TRECHO FORNECIDO:
........

Mas, felizmente, nessa luta de David contra Golias, nem tudo está perdido. É que ao tentar empurrar "goela" abaixo esse conjunto de medidas, o governo o fez mediante a edição de Medida Provisória que só pode ser usada em casos de urgência e relevância. Dessa maneira, a constitucionalidade das Medidas Provisórias não convertidas em lei e, reeditadas sucessivamente, vem sendo questionada pelos Tribunais, fazendo surgir forte corrente jurisprudencial contrária a utilização desse instrumento normativo como fonte de extinção dos direitos garantidos pela leis ordinárias, por lhe faltar legitimidade, notadamente em razão das reedições, que corroboram a ausência de relevância e urgência da matéria nela tratada, requisitos constitucionais inarredáveis, a teor do artigo 62, da Constituição Federal.

........

INFORMAÇÕES FORNECIDAS:
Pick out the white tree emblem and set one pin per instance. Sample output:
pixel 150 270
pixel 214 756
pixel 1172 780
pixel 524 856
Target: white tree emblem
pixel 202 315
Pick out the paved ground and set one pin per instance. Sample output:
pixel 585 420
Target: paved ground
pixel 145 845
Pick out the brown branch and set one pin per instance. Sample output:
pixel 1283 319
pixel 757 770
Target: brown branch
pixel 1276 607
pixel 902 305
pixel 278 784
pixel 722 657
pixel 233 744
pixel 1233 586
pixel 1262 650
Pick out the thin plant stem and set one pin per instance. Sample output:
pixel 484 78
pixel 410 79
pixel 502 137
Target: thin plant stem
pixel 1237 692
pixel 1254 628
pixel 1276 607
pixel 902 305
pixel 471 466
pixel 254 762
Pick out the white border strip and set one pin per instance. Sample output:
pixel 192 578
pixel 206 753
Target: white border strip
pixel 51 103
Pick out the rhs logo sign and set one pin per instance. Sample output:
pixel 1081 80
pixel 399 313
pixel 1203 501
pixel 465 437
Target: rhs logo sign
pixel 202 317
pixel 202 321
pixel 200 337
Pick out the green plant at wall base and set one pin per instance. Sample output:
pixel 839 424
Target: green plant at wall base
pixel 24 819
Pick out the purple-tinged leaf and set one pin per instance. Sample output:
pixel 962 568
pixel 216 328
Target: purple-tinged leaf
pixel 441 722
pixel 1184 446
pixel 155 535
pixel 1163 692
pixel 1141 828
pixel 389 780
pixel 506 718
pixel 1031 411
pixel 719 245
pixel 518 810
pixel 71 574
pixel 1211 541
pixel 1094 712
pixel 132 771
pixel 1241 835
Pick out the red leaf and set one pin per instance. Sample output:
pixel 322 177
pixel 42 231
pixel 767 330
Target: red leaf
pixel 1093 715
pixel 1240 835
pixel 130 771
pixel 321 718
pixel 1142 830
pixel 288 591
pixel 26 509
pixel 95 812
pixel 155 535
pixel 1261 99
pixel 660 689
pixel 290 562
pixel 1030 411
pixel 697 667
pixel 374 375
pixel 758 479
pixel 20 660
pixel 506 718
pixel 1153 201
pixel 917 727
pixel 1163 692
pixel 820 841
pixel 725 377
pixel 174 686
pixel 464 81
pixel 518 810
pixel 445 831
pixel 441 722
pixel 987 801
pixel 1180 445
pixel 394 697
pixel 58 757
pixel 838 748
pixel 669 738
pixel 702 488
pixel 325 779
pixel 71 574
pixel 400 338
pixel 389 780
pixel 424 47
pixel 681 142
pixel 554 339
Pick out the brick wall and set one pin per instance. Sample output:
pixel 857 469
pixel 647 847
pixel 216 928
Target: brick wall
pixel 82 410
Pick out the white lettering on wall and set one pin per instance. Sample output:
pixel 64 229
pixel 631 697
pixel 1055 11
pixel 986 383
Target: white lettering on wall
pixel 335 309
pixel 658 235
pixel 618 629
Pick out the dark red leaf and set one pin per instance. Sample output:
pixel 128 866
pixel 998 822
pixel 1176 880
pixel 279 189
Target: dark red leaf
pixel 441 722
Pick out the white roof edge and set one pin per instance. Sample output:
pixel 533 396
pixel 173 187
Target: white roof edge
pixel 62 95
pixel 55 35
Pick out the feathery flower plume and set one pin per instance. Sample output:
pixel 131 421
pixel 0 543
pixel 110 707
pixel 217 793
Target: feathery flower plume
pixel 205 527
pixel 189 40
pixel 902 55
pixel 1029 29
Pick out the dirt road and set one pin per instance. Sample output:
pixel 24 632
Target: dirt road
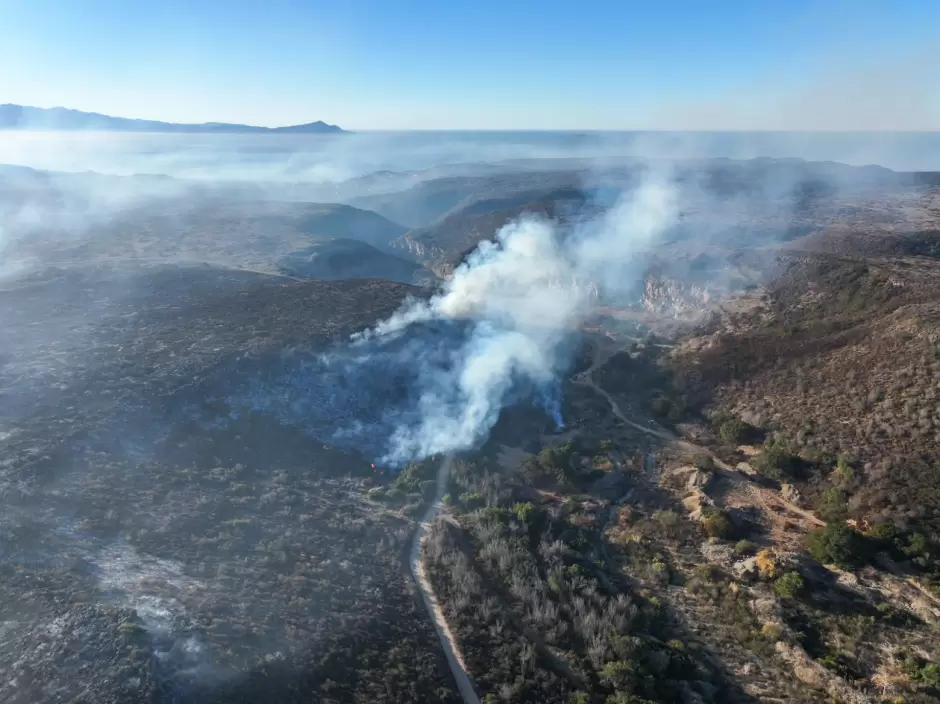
pixel 419 572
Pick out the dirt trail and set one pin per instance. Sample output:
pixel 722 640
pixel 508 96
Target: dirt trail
pixel 764 496
pixel 419 573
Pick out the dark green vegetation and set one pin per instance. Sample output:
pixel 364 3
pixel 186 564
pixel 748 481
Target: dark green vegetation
pixel 544 609
pixel 765 530
pixel 150 559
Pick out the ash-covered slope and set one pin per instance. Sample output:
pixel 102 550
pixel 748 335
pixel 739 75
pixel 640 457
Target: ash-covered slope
pixel 24 117
pixel 350 259
pixel 160 544
pixel 50 219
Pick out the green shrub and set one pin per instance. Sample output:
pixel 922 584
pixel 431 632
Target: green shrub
pixel 717 523
pixel 832 506
pixel 790 585
pixel 524 511
pixel 844 472
pixel 620 675
pixel 472 499
pixel 837 544
pixel 735 432
pixel 776 462
pixel 395 495
pixel 884 533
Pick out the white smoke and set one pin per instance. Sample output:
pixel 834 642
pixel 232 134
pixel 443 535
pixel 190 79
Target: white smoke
pixel 522 294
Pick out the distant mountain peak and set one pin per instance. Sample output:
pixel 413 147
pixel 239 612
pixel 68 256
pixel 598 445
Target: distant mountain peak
pixel 23 117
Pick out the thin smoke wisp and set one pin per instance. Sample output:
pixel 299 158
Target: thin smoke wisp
pixel 522 296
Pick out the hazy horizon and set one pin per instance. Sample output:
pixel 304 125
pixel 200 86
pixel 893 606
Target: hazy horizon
pixel 415 65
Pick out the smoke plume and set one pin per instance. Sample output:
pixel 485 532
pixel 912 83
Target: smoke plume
pixel 522 295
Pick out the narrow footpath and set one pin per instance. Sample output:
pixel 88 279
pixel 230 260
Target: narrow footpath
pixel 420 575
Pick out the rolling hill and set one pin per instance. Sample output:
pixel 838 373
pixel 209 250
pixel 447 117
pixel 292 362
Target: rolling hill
pixel 23 117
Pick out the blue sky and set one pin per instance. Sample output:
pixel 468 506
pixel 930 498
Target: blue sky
pixel 481 64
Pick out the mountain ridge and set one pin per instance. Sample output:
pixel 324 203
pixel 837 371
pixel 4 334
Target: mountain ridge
pixel 24 117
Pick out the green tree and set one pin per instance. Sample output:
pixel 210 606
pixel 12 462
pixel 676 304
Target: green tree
pixel 832 506
pixel 717 523
pixel 524 511
pixel 838 544
pixel 790 585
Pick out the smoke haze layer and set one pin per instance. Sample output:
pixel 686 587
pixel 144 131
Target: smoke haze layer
pixel 522 296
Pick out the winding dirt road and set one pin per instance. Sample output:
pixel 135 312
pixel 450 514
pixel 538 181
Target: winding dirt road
pixel 418 570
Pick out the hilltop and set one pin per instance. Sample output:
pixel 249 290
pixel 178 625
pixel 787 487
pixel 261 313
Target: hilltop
pixel 23 117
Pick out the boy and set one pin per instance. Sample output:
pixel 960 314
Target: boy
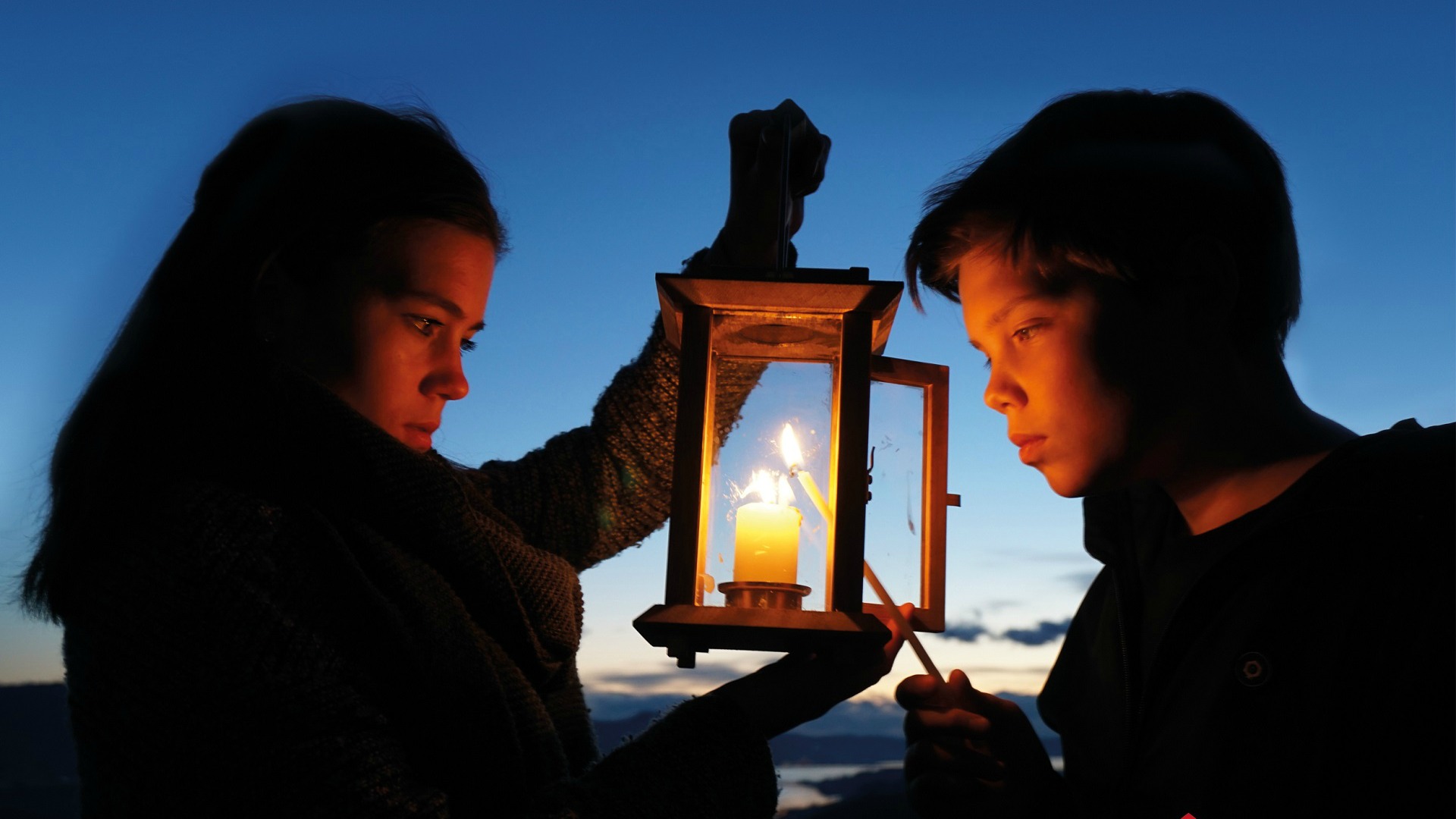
pixel 1273 583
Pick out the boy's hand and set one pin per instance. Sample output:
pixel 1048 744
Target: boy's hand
pixel 971 754
pixel 750 235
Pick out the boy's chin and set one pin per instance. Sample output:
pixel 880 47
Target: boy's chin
pixel 1071 484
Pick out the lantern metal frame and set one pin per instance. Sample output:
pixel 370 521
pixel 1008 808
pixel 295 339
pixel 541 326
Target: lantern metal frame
pixel 865 312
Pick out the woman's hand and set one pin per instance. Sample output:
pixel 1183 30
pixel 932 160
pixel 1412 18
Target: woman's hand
pixel 804 687
pixel 971 754
pixel 750 235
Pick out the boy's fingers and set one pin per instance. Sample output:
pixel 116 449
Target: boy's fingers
pixel 954 723
pixel 916 691
pixel 951 758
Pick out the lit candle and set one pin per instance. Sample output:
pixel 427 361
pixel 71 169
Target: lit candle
pixel 766 535
pixel 794 457
pixel 789 447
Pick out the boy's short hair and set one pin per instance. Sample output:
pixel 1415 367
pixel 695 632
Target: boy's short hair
pixel 1122 183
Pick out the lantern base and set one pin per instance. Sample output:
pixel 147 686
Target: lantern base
pixel 685 630
pixel 758 595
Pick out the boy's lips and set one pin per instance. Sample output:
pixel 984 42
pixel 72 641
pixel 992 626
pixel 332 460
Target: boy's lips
pixel 1028 447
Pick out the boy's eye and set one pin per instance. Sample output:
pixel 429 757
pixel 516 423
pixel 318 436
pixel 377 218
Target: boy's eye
pixel 1027 333
pixel 424 325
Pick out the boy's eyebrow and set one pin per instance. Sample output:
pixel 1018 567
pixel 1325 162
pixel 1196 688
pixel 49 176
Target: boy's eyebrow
pixel 440 302
pixel 1005 311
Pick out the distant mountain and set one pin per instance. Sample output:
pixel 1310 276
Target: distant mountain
pixel 851 732
pixel 38 758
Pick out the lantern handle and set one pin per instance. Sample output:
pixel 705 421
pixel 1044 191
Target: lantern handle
pixel 783 193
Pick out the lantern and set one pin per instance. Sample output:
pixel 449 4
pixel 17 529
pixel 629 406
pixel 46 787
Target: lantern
pixel 775 525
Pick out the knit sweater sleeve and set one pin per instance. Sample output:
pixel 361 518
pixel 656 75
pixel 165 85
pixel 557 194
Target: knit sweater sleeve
pixel 231 665
pixel 592 491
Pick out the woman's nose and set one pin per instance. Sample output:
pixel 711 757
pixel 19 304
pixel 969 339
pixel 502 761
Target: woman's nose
pixel 447 379
pixel 1002 392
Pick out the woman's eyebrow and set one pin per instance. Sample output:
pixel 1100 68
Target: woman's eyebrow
pixel 443 303
pixel 435 299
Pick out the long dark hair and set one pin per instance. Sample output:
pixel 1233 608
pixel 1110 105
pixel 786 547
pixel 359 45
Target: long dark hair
pixel 310 188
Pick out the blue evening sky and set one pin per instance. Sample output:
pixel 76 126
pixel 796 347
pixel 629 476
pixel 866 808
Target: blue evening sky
pixel 601 129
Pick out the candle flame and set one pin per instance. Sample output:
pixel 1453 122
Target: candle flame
pixel 785 493
pixel 789 447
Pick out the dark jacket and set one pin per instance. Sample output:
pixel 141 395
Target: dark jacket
pixel 1294 662
pixel 337 626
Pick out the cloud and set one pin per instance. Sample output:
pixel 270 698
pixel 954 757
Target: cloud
pixel 965 632
pixel 1079 579
pixel 1040 634
pixel 1044 632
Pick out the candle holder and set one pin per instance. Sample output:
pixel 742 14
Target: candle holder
pixel 767 537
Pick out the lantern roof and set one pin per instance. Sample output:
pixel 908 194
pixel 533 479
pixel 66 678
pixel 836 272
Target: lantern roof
pixel 808 292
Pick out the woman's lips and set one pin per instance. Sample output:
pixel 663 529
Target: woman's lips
pixel 419 436
pixel 1030 447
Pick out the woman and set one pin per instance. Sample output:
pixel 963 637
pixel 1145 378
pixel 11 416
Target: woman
pixel 280 601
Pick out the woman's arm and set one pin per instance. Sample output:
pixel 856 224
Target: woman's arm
pixel 240 661
pixel 596 490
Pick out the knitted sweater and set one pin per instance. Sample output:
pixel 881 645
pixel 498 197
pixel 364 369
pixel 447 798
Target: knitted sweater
pixel 337 626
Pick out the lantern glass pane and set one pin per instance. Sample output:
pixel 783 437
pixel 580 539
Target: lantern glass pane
pixel 894 515
pixel 762 523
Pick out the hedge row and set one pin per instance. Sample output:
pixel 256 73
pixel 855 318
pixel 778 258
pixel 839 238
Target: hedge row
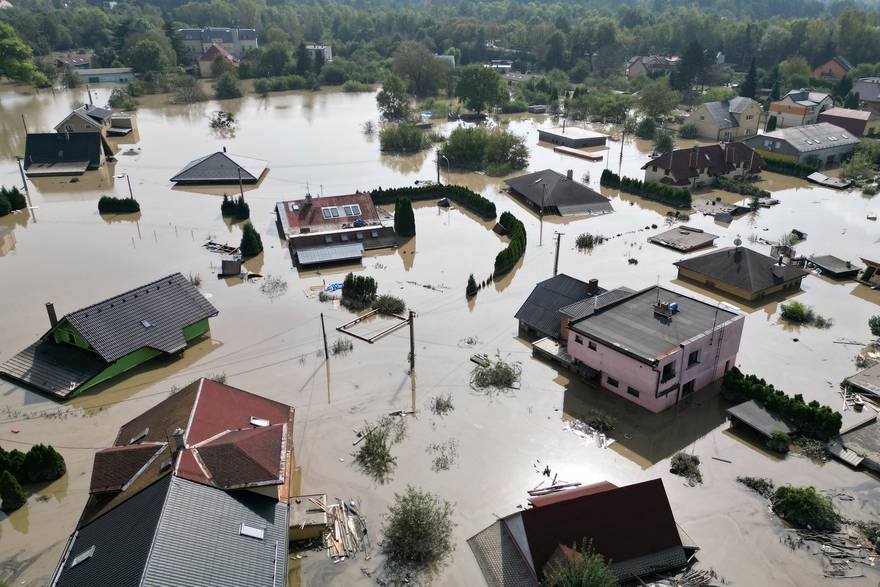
pixel 739 187
pixel 672 196
pixel 789 167
pixel 810 419
pixel 507 258
pixel 460 195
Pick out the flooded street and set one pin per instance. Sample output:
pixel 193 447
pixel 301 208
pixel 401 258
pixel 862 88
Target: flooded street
pixel 64 252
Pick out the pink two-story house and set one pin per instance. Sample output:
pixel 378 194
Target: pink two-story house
pixel 655 346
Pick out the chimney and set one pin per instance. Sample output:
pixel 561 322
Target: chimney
pixel 53 318
pixel 177 441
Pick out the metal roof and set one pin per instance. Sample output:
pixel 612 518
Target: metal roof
pixel 153 315
pixel 757 417
pixel 631 326
pixel 330 253
pixel 177 532
pixel 221 167
pixel 811 137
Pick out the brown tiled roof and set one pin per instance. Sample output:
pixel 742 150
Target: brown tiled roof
pixel 116 467
pixel 624 523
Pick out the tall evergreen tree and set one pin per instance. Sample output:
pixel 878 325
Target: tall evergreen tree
pixel 750 85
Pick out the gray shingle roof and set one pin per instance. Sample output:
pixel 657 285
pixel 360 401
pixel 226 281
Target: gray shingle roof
pixel 221 167
pixel 177 532
pixel 568 196
pixel 116 327
pixel 810 137
pixel 540 311
pixel 742 268
pixel 631 326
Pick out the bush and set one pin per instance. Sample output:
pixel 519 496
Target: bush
pixel 462 196
pixel 672 196
pixel 403 138
pixel 471 289
pixel 112 205
pixel 358 291
pixel 788 167
pixel 804 507
pixel 646 129
pixel 42 463
pixel 387 304
pixel 251 243
pixel 688 130
pixel 11 493
pixel 355 86
pixel 779 442
pixel 739 187
pixel 516 248
pixel 812 420
pixel 476 148
pixel 687 466
pixel 584 568
pixel 417 535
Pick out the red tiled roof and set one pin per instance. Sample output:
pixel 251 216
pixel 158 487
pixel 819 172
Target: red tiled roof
pixel 116 467
pixel 623 524
pixel 312 215
pixel 215 50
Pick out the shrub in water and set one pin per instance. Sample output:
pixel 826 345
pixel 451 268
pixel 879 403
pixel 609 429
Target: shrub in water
pixel 251 243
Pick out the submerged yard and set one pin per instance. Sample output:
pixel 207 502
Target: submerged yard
pixel 64 252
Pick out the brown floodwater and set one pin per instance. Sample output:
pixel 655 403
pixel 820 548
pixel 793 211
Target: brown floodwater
pixel 63 251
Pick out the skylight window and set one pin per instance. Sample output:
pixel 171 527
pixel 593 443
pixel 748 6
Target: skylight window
pixel 83 556
pixel 251 531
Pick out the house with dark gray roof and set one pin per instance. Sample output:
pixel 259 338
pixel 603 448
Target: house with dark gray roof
pixel 655 347
pixel 741 272
pixel 728 120
pixel 221 168
pixel 163 511
pixel 550 192
pixel 632 528
pixel 104 340
pixel 54 154
pixel 540 313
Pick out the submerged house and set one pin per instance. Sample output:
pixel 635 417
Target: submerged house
pixel 51 153
pixel 656 346
pixel 99 342
pixel 550 192
pixel 333 229
pixel 193 491
pixel 697 166
pixel 741 272
pixel 632 528
pixel 221 168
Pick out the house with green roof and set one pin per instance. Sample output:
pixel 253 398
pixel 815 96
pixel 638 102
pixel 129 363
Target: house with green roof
pixel 104 340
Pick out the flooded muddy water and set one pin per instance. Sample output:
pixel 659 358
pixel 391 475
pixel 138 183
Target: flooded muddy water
pixel 63 251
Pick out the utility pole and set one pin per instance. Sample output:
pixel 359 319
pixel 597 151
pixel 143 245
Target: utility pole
pixel 556 260
pixel 412 341
pixel 324 333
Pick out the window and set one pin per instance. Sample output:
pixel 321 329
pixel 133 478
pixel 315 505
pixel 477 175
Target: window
pixel 251 531
pixel 83 556
pixel 668 372
pixel 667 391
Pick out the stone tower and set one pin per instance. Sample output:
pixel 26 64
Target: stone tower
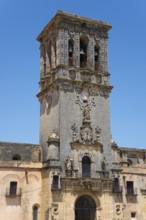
pixel 74 94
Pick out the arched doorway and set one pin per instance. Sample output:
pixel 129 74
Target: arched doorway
pixel 85 208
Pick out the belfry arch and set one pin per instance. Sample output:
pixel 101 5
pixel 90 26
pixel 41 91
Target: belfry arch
pixel 85 208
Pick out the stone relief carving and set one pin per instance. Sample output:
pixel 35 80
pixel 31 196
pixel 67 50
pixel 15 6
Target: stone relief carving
pixel 86 134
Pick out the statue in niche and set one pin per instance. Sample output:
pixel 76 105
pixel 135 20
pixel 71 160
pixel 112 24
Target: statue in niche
pixel 86 135
pixel 69 163
pixel 75 132
pixel 105 165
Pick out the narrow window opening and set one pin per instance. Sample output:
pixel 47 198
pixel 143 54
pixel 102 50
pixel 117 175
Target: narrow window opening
pixel 35 213
pixel 133 215
pixel 83 51
pixel 70 52
pixel 96 57
pixel 86 167
pixel 16 157
pixel 116 185
pixel 55 184
pixel 130 189
pixel 13 188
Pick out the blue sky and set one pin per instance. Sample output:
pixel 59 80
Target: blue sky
pixel 21 22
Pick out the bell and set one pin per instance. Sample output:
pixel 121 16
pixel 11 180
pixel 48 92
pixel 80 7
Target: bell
pixel 82 52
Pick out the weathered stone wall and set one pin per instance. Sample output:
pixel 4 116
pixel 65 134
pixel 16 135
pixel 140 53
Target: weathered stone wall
pixel 18 151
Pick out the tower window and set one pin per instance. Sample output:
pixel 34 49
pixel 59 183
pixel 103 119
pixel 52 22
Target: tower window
pixel 86 167
pixel 13 188
pixel 130 189
pixel 96 57
pixel 55 183
pixel 70 52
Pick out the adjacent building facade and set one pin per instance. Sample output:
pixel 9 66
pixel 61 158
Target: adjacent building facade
pixel 77 172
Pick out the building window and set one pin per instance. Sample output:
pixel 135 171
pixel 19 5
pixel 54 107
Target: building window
pixel 35 213
pixel 83 51
pixel 13 188
pixel 70 52
pixel 16 157
pixel 130 189
pixel 55 183
pixel 96 57
pixel 116 187
pixel 133 215
pixel 86 167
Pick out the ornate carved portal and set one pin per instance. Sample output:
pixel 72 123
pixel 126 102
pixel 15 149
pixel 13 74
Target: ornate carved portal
pixel 85 208
pixel 86 132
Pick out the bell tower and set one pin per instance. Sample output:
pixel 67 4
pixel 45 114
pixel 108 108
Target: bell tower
pixel 74 94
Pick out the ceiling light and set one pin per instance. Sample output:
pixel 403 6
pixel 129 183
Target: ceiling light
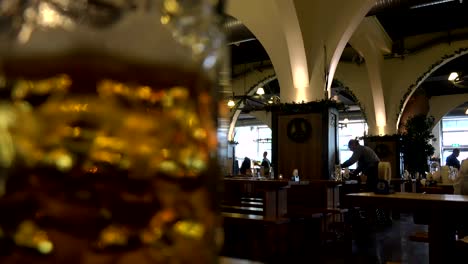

........

TAREFA BREVE: Estenda o trecho sobre as Medidas Provisórias reeditadas, escrevendo a partir da sua última frase. Os registros não têm nenhum papel nesta atividade.

EXERCÍCIO RESOLVIDO:
Outro instrumento muito importante, que pode ser um forte aliado ao cidadão comum, na luta contra as ações usurárias das instituições financeiras é o Código de Defesa do Consumidor. O seu artigo 46, nos diz que os contratos não obrigam os consumidores, se foram redigidos de modo que dificultem a compreensão de seu alcance.

A boa notícia é que as cláusulas sobre capitalização dos juros, por serem de grande importância ao desenrolar de um contrato e, por refletirem substancialmente no resultado final da dívida, devem sempre ser redigidas de maneira a demonstrar exatamente ao contratante do que tratam e quais são os reflexos que irão gerar no plano material. Assim, a redação das cláusulas deverá conter informações corretas, claras, precisas e ostensivas, sobre todas as condições de pagamento, juros, capitalização etc, de modo que possam ser entendidas pelo homem médio comum.

Como visto, apesar dos percalços e da tentativa desesperada (ou será descarada?) do governo Federal em "ajudar" as instituições financeiras, nem tudo está perdido podendo ser vista uma luz no fim do túnel neoliberal.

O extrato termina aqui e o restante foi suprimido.